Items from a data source

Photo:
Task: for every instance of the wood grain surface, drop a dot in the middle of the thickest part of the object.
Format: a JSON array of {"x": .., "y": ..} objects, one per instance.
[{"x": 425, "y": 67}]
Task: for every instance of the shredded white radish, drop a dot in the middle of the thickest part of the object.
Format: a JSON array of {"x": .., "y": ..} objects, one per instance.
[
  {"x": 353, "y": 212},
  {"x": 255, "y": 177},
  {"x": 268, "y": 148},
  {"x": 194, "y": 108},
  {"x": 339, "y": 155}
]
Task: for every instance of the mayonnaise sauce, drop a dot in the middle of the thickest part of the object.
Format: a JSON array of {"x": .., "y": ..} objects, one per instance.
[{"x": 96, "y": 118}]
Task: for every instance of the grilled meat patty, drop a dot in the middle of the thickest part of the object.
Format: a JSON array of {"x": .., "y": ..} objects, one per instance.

Prompt: Could you render all of the material above as a numbered list with one entry per line, leaving out any blank lines?

Result of the exercise:
1. Photo:
2. Task: for every instance of the wood grain surface, drop a dot in the middle of the thickest part of the object.
3. Format: a JSON array of {"x": .., "y": ..} objects, one per instance.
4. [{"x": 425, "y": 67}]
5. Task: for every instance of the shredded white radish, drop a dot in the middle of the thickest part of the object.
6. Format: a JSON array of {"x": .., "y": ..} objects, one per instance.
7. [
8.   {"x": 353, "y": 212},
9.   {"x": 255, "y": 177},
10.   {"x": 268, "y": 148},
11.   {"x": 194, "y": 108},
12.   {"x": 339, "y": 155}
13. ]
14. Task: for every instance of the mayonnaise sauce, drop a dot in the middle of the thickest part of the object.
15. Format: a JSON array of {"x": .., "y": ..} objects, one per instance.
16. [{"x": 96, "y": 118}]
17. Task: for every instance of the grilled meat patty, drop a dot in the middle of the thickest part of the object.
18. Format: a JSON array of {"x": .., "y": ..} objects, one per instance.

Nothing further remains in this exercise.